**Set problem:**
Duplicate every line of the data below verbatim, omitting the pictures from your output.

[Object pointing dataset rows]
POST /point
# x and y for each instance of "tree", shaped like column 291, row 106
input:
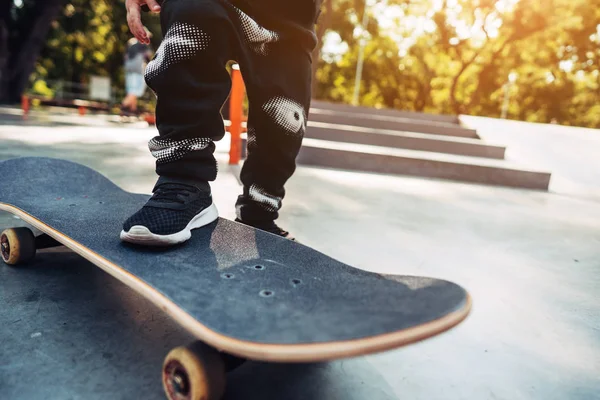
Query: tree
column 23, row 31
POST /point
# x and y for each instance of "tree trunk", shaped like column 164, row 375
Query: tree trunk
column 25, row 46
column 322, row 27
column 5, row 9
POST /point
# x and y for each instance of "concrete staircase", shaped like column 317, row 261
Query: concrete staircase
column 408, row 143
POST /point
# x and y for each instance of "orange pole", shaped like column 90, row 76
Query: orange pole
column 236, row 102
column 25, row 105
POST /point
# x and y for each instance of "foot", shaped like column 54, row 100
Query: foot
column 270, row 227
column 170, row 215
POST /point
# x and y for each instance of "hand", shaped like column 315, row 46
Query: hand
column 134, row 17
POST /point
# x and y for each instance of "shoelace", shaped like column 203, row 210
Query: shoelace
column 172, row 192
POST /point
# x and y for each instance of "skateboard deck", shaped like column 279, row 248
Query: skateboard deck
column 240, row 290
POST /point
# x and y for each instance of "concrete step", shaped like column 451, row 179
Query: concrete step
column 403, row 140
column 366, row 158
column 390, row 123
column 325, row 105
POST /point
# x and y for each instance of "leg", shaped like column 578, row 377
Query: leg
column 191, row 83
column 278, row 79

**Task answer:**
POST /point
# x and y for each instance of "tree", shaped like column 291, row 106
input:
Query: tree
column 23, row 31
POST /point
# x and y for each instance of "tree trunk", shaped like column 164, row 375
Query: tree trunk
column 25, row 46
column 322, row 27
column 5, row 9
POST /point
# x and y for each instance of "concrete staircase", shaped like column 317, row 261
Query: concrete staircase
column 408, row 143
POST /point
# x and y for each instance of "orange pole", shaped like column 90, row 76
Query: orange pole
column 236, row 102
column 25, row 105
POST /point
# x and y for each instance of "foot", shaped like column 54, row 100
Query: foot
column 270, row 227
column 170, row 215
POST /point
# x and y for each instance of "hand", shaped like column 315, row 46
Query: hand
column 134, row 17
POST /point
# x and y for each instance of "shoelace", shaped like column 203, row 210
Query: shoelace
column 172, row 192
POST /point
# x and y for each instance of "skateboard deck", shaped like column 279, row 248
Query: skateboard deck
column 240, row 290
POST /point
# x and y for each instance of "concrete step", shaped like column 451, row 179
Query: concrete step
column 403, row 140
column 366, row 158
column 390, row 123
column 325, row 105
POST /point
# x and y for each instance of "leg", shaped like column 578, row 377
Query: leg
column 191, row 83
column 278, row 79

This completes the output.